Ukrainian literature in English: Discover 5 remarkable Ukrainian women writers

Discover the voices of five extraordinary Ukrainian women authors whose works are available in English — perfect for your next read!

1. Oksana Zabuzhko

Ukrainian literature in English: Oksana Zabuzhko

Ukrainian literature in English: Oksana Zabuzhko was a member of the International Jury at Berlinale 2024 — Berlin International Film Festival. Photo: Elena Ternovaja

While we mentioned Ukrainian writer and activist Oksana Zabuzhko in our article "Ukrainian books recommendations: eight titles you need to read in English now" and suggested her thought-provoking story collection Your Ad Could Go Here: Stories to add to your reading pile, we couldn't help but include her on this list too.

Thanks to her original, poetic, "stream of consciousness" writing style and the cultural and feminist topics she has explored in her work, Oksana Zabuzhko became one of the best Ukrainian authors — the most translated and decorated ones, regardless of gender.

She's one of the Ukrainian women writers who challenges the reader, often speaking on taboo or complicated issues in her fiction. Her first semi-autobiographical novel, Fieldwork in Ukrainian Sex, about a Ukrainian writer teaching at Harvard who navigates her complex relationship with her partner, is available in English. When the novel was released in 1996, it became an instant bestseller sensation in Ukraine. Since then, it has become Ukraine's most translated piece of literary fiction.

Her other books translated into English are The Museum of Abandoned Secrets and the poetry title, Selected Poems.

2. Lesia Ukrainka

Ukrainian women writers: Lesia Ukrainka

Ukrainian literature in English: The illustrated photo of Lesia Ukrainka made in 1886 by Franciszek de Mezer. Photo: Public domain

One of the most legendary Ukrainian women writers and brightest stars of Ukrainian poetry is, undeniably, Lesia Ukrainka (1871–1913). Coming from a family of intellectuals, scholars, and writers, she was a multifaceted person. She was an erudite reader, critic, translator of Byron, Dante, Maeterlinck, and Heine, traveler, activist, feminist, and extraordinary poet.

# INFORMATION SHOWN:
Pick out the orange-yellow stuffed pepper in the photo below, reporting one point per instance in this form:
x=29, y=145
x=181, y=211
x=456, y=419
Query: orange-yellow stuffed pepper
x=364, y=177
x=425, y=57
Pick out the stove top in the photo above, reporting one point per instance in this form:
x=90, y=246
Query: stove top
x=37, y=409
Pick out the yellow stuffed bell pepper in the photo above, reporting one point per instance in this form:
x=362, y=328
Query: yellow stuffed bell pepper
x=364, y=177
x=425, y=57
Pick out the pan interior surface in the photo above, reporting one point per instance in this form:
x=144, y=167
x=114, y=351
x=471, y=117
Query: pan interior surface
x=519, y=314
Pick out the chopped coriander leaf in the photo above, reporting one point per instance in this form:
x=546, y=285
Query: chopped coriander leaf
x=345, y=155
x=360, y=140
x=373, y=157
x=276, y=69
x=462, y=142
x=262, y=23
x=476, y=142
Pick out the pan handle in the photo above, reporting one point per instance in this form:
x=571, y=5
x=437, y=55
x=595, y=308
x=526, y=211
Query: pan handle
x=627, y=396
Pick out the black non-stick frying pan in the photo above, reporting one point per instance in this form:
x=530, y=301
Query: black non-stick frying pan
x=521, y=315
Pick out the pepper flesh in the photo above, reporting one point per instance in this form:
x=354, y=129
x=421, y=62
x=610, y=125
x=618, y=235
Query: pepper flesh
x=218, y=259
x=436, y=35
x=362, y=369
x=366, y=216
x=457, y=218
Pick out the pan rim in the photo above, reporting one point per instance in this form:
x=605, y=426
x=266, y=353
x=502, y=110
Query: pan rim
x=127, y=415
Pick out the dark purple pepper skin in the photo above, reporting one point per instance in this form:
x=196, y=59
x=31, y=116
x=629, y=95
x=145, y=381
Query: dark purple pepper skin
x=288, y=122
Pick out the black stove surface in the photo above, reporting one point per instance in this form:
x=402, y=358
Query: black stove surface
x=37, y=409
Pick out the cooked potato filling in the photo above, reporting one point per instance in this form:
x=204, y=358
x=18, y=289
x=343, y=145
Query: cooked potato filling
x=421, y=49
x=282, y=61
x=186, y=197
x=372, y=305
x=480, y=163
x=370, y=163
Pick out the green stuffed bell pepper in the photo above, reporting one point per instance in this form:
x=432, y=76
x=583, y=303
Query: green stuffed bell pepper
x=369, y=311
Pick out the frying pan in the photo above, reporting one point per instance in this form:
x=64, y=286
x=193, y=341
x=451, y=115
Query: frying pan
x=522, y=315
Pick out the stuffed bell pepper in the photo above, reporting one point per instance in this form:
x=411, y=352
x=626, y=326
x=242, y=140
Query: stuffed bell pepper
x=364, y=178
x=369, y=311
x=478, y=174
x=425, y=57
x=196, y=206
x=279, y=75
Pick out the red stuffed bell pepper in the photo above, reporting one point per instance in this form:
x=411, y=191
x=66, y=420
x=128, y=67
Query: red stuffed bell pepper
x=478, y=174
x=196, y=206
* * *
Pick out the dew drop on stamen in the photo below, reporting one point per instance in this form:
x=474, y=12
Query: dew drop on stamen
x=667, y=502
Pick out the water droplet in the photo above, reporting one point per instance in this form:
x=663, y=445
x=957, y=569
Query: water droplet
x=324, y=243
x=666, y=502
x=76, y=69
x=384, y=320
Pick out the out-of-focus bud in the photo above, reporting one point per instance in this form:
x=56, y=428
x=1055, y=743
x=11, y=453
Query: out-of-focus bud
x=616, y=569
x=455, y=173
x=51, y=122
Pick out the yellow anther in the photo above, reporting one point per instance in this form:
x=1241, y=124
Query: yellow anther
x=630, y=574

# GIVEN REQUEST 1:
Copy the passage on Ukrainian women writers word for word, starting at "2. Lesia Ukrainka" and ending at "and extraordinary poet.".
# GIVEN REQUEST 2:
In the passage on Ukrainian women writers, translate this sentence into Spanish: "Coming from a family of intellectuals, scholars, and writers, she was a multifaceted person."

# EXERCISE SOLUTION 1:
2. Lesia Ukrainka

Ukrainian women writers: Lesia Ukrainka

Ukrainian literature in English: The illustrated photo of Lesia Ukrainka made in 1886 by Franciszek de Mezer. Photo: Public domain

One of the most legendary Ukrainian women writers and brightest stars of Ukrainian poetry is, undeniably, Lesia Ukrainka (1871–1913). Coming from a family of intellectuals, scholars, and writers, she was a multifaceted person. She was an erudite reader, critic, translator of Byron, Dante, Maeterlinck, and Heine, traveler, activist, feminist, and extraordinary poet.

# EXERCISE SOLUTION 2:
Proveniente de una familia de intelectuales, eruditos y escritores, era una persona polifacética.